WHAT TO DO
Transcribe all records verbatim.

━━━━━ ENTRIES SUPPLIED

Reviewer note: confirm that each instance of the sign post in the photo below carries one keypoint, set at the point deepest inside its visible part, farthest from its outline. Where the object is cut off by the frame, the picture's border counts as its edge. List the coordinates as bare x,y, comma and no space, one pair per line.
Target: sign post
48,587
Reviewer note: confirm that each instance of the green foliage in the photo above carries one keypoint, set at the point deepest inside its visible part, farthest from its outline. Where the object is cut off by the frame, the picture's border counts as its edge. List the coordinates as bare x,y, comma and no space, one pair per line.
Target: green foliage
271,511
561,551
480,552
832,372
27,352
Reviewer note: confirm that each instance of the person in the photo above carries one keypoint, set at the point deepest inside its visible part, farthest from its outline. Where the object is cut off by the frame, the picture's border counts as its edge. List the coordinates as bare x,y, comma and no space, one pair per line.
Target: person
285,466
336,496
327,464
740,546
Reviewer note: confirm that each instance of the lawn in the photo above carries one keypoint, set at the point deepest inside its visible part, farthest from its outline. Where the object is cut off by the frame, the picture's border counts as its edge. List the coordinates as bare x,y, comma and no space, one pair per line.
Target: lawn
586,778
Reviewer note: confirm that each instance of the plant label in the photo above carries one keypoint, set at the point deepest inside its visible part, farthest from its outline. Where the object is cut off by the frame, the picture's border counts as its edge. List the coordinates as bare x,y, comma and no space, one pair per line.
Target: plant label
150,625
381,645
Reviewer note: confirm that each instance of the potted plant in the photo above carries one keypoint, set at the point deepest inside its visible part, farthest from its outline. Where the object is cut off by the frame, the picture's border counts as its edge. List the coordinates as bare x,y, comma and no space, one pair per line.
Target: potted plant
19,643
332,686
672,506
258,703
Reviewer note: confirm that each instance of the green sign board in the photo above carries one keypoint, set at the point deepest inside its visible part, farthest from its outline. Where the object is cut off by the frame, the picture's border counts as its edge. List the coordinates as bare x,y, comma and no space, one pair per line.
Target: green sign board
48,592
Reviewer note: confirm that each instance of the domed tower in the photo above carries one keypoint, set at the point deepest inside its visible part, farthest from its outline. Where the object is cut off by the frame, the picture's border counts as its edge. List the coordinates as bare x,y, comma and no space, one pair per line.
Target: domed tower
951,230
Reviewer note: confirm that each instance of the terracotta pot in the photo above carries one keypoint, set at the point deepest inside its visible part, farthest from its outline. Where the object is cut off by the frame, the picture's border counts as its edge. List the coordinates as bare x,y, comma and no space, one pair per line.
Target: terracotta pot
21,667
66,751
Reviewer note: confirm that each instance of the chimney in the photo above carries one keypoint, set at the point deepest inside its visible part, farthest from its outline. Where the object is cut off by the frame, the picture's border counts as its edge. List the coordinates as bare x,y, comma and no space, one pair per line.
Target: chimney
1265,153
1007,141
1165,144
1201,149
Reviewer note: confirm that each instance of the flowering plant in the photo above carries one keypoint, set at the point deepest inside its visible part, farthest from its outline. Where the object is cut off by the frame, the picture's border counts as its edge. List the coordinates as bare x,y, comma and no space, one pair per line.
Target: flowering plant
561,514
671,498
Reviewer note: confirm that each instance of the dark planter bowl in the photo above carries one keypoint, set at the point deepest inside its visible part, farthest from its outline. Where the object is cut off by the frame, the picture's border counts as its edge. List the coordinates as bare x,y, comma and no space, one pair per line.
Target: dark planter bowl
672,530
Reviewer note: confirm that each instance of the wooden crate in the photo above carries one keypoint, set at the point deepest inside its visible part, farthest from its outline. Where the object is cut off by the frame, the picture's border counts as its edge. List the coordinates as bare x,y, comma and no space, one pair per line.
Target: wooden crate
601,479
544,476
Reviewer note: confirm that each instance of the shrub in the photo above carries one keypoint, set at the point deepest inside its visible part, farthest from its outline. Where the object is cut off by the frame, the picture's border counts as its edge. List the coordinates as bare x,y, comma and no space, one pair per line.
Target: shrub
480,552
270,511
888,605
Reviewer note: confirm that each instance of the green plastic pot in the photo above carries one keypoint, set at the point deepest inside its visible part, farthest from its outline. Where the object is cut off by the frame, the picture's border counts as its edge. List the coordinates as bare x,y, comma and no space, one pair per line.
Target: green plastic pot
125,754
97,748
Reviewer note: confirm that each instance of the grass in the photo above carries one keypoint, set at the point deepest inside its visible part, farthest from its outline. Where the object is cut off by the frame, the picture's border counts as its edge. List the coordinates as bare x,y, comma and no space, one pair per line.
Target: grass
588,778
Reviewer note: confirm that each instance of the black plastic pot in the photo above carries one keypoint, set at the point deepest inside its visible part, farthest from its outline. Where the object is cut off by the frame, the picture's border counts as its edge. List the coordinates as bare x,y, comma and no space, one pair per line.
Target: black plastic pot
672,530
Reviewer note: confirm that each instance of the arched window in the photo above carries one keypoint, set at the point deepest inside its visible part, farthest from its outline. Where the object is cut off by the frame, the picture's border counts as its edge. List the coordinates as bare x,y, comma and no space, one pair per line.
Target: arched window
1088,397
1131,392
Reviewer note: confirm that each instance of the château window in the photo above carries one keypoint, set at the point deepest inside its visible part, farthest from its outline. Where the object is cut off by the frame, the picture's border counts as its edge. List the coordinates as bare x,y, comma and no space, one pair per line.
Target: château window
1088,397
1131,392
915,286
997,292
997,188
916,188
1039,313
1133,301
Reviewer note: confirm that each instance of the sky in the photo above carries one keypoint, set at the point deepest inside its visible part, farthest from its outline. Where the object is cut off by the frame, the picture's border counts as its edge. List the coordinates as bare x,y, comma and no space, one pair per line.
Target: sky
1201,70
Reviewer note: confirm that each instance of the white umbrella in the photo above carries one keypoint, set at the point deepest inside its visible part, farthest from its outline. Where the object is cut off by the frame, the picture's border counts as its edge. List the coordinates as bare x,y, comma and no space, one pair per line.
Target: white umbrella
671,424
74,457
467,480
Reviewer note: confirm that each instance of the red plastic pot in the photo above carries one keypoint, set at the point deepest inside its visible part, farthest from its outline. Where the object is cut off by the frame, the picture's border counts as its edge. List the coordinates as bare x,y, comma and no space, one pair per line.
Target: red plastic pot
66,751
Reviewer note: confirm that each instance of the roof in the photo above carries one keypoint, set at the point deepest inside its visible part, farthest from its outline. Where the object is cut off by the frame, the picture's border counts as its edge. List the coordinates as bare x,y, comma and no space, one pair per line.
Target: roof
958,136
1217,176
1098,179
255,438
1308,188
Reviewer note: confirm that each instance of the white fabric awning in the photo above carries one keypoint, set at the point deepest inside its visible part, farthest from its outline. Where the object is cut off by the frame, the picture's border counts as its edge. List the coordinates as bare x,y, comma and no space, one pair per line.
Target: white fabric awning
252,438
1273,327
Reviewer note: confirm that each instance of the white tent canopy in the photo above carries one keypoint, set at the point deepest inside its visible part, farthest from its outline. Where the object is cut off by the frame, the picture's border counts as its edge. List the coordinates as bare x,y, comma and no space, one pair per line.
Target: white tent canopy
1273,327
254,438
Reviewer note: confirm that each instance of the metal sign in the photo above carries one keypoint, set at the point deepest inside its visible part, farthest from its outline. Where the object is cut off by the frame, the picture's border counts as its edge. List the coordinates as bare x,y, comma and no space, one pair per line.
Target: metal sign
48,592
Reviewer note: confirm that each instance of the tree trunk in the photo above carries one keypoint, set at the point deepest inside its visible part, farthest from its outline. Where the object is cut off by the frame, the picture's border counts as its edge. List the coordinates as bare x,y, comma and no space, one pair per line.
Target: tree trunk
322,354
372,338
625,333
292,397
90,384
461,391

━━━━━━━━━━

WRITTEN RESPONSE
Reviewer note: confirm that each instance of the sign post in the photo below carries one keypoint, set at the point deepest inside its visible part, farthest from its outline. Where the object is cut off by the frame, the picture's border counts as its edge. List the coordinates as bare x,y, comma and no space, one pair per line.
Target: sign post
48,587
Reviewer note: confirm that each instance of the green foliage in the photo above carries one keypoint, set at the point deepest inside its visible part, farthest from its outline. Where the object is cut off by the frame, the picture's border counts as its edge. List the coordinates as bare x,y, comma and no space, one pair per line.
Target: green foliage
271,511
561,551
480,552
832,372
27,352
Reviewer note: confirm that each instance of the person in the photo above carries one keypoint, set at the point deepest inside its visible part, farthest from its outline. Where the object is cut off by the frame, the picture's border counts as its edge. List the coordinates as bare x,y, comma and no space, one pair per line.
Target: person
285,466
336,496
327,464
740,546
Reviewer note: confirm that each instance of the lawn in the photo above carries one keypoint, set at the point deepest inside its visible part, farthest from its outline. Where the object is cut off by the frame, the picture's border counts as its edge. List the coordinates as bare x,y, comma and no space, one pair per line.
Target: lawn
586,778
Reviewer note: confirm that each instance of the plant label in the photo above carries one keypoint, set at the point deepest inside its visible part, farthest from its outline. Where the object is cut off by the frame, the picture's border counts as its edge. List the coordinates as bare x,y, comma and no space, one pair per line.
Target: plant label
150,625
381,645
Reviewer note: confirm that each instance of the potted plant in the photo above carries one keypoint, set at the point deepest inside its visible part, farthest from its outline. Where the object is cut off by the frame, the picture's border counts as its edge. List the coordinates as bare x,y, comma and no space, one pair per line.
Target: potted plant
19,643
332,686
672,506
258,703
Reviewer note: confirm that each instance of the green sign board in the photo above carries one keypoint, set at the point deepest inside its visible part, farthest from its outline. Where the object is cut off by the frame, the picture's border counts as its edge. List the coordinates as bare x,y, comma and no space, one pair per line.
Target: green sign board
48,592
Reviewer note: confirm that each instance of the domed tower in the photo above carries one keypoint, set at the point deepest inside its visible part, farthest from its outline. Where the object is cut off by the frame, the picture's border counts as its edge. List the coordinates as bare x,y, comma and no space, one pair per line.
Target: domed tower
951,230
Reviewer note: confirm that each instance of the terracotta pot in the photo above carries one keypoint, set at the point deepest inside its visible part, farthest from its outline. Where the object is cut off by the frame, the picture's border counts as its edge. List the coordinates as bare x,y, comma and no space, one pair per line.
Target: terracotta pot
21,667
66,751
Reviewer note: confirm that each instance of the chimney in the photo above carries one keypoint, set at the point deepest inside its visible part, farthest from its outline. Where the object is cut off by the frame, the picture's border counts as its edge. List the coordinates as bare x,y, comma and no space, one pair per line.
Target: chimney
1265,153
1007,141
1165,144
1201,149
Reviewer note: confirm that each instance of the flowering plant in the photo above carries one keypoint, set at the point deepest inside its visible part, farthest from its outline. Where the object is cut off by the frame, the picture's border counts as its edge. List the coordinates as bare x,y, comma and no space, one pair per line.
Target: flowering plant
561,514
671,498
Reviewer note: confirm that each instance of the dark planter bowl in the photo above carries one keypoint, set at the point deepest inside its visible part, farthest from its outline. Where the object is cut off by the frame, the picture's border counts as its edge. List the coordinates as bare x,y, comma and no space, one pair per line.
Target: dark planter bowl
672,530
Reviewer note: confirm that each instance of the wooden crate in the photo above carries one keypoint, set at the point deepest inside its visible part, farthest from its outline. Where the object is cut off by the frame, the picture's border counts as its edge. List the coordinates as bare x,y, comma and no space, one pair per line.
Target: wooden crate
601,479
544,476
Reviewer note: confirm that each instance of the shrub in the photo above carries one keypoint, set at the point deepest inside its visible part, farthest from its outline. Where the object is cut off by the frame, the picture's border counts as its edge. List the coordinates as bare x,y, comma and no space, one pair per line.
Target: shrub
480,552
270,511
888,605
Reviewer note: confirm that each instance of the green plastic pot in the photo above carries one keypoint, set at the point deepest inside its visible part, farthest from its outline. Where the object is cut off by the frame, the picture's border counts as its edge. List the coordinates as bare x,y, comma and no space, one pair per line.
Target: green plastic pot
125,754
97,748
Reviewer note: confirm that each instance of the grass in the photo above carries one keypoint, set at the point deepest inside its visible part, farthest from its outline. Where the object is cut off by the frame, the picture's border counts as its edge. List the coordinates as bare x,y, comma and no space, one pair per line.
Target: grass
588,778
Reviewer note: confirm that each instance of the black plastic pot in the photo above carries one keypoint, set at the point deepest inside its visible part, farthest from its outline. Where the object is cut off by the frame, the picture's border counts as its edge. List the coordinates as bare x,y, comma and no space, one pair per line.
Target: black plastic pot
672,530
Reviewer note: confirm that each instance of the arched window in the photo above carries one keypoint, set at the point deepest inside its visible part, farthest from its outline. Where the object is cut off by the frame, the picture's border counts as its edge. List the coordinates as bare x,y, comma and no space, one pair per line.
Target: arched window
1088,397
1131,392
Reviewer note: confirm that each instance of the château window in the photo above carries one keypoint, set at the point deepest inside its visible part, farthest from its outline. Where the object is cut off by the frame, the picture's border counts as its edge. List the coordinates as bare x,y, comma and no space, one pair per line.
Target: château window
1088,397
1131,392
915,286
997,292
997,188
916,188
1039,313
1133,301
Reviewer note: confirm that each instance of the sky in the photo above carries one keypoint, set at the point deepest inside its visible part, farthest from its outline. Where the object is cut off by the frame, the picture's border counts as its edge. List the coordinates as bare x,y, comma and no space, one pair per line.
Target: sky
1201,70
Reviewer note: confirm that each instance of the white umbrella in the photo above carries one keypoint, set at the point deepest inside its visible part, farthest from its outline. Where the object is cut off by the frame, the picture's border counts as its edge. List the coordinates as bare x,y, comma and no space, one pair per line.
Target: white umbrella
671,424
74,457
467,480
Reviewer note: confirm that each instance of the red plastic pot in the photo above carries one keypoint, set at the point deepest inside its visible part, farthest from its outline. Where the object is cut off by the frame, the picture's border counts as its edge. List the coordinates as bare x,y, comma and no space, one pair per line.
Target: red plastic pot
66,751
Reviewer note: confirm that each instance of the roof in the photo above carries one keypoint, set at the point deepest inside its visible part, farthest from its outline. Where the object is cut off by the frame, the picture's border counts as its edge. List the coordinates as bare x,y, comma and no space, one pair per line.
Target: roof
958,136
1217,176
1098,179
255,438
1308,188
Reviewer note: confirm that each instance of the white fabric awning in the photo above carries one keypoint, set at the point deepest inside its visible part, farthest from its outline. Where the object is cut off by the frame, the picture's border counts as its edge. List the coordinates as bare x,y, comma and no space, one pair per line.
Target: white fabric awning
252,438
1273,327
Reviewer note: confirm that each instance of the white tent canopy in the photo above carries one keypoint, set at the point deepest inside its visible part, farthest from its outline. Where the object is cut off by the frame, the picture's border counts as its edge. List the coordinates as bare x,y, comma and no space, one pair per line.
Target: white tent canopy
1273,327
254,438
Reviewer note: confirm that each instance of the metal sign in the photo above carries one keypoint, set at the point deepest inside its visible part, farthest from its outline. Where the object is cut off by the frame, the picture's border counts as its edge. List the coordinates as bare x,y, comma and no space, one pair per line.
Target: metal sign
48,592
Reviewer note: confirm that each instance of the tree trunk in the photo above carries one keypoint, set at the point deepest inside its visible part, farthest from its outline. Where the object is cut off by the frame, the picture's border counts as its edge. List the coordinates as bare x,y, comma and no space, one pair per line.
Target: tree trunk
322,354
372,338
625,333
292,397
90,384
461,391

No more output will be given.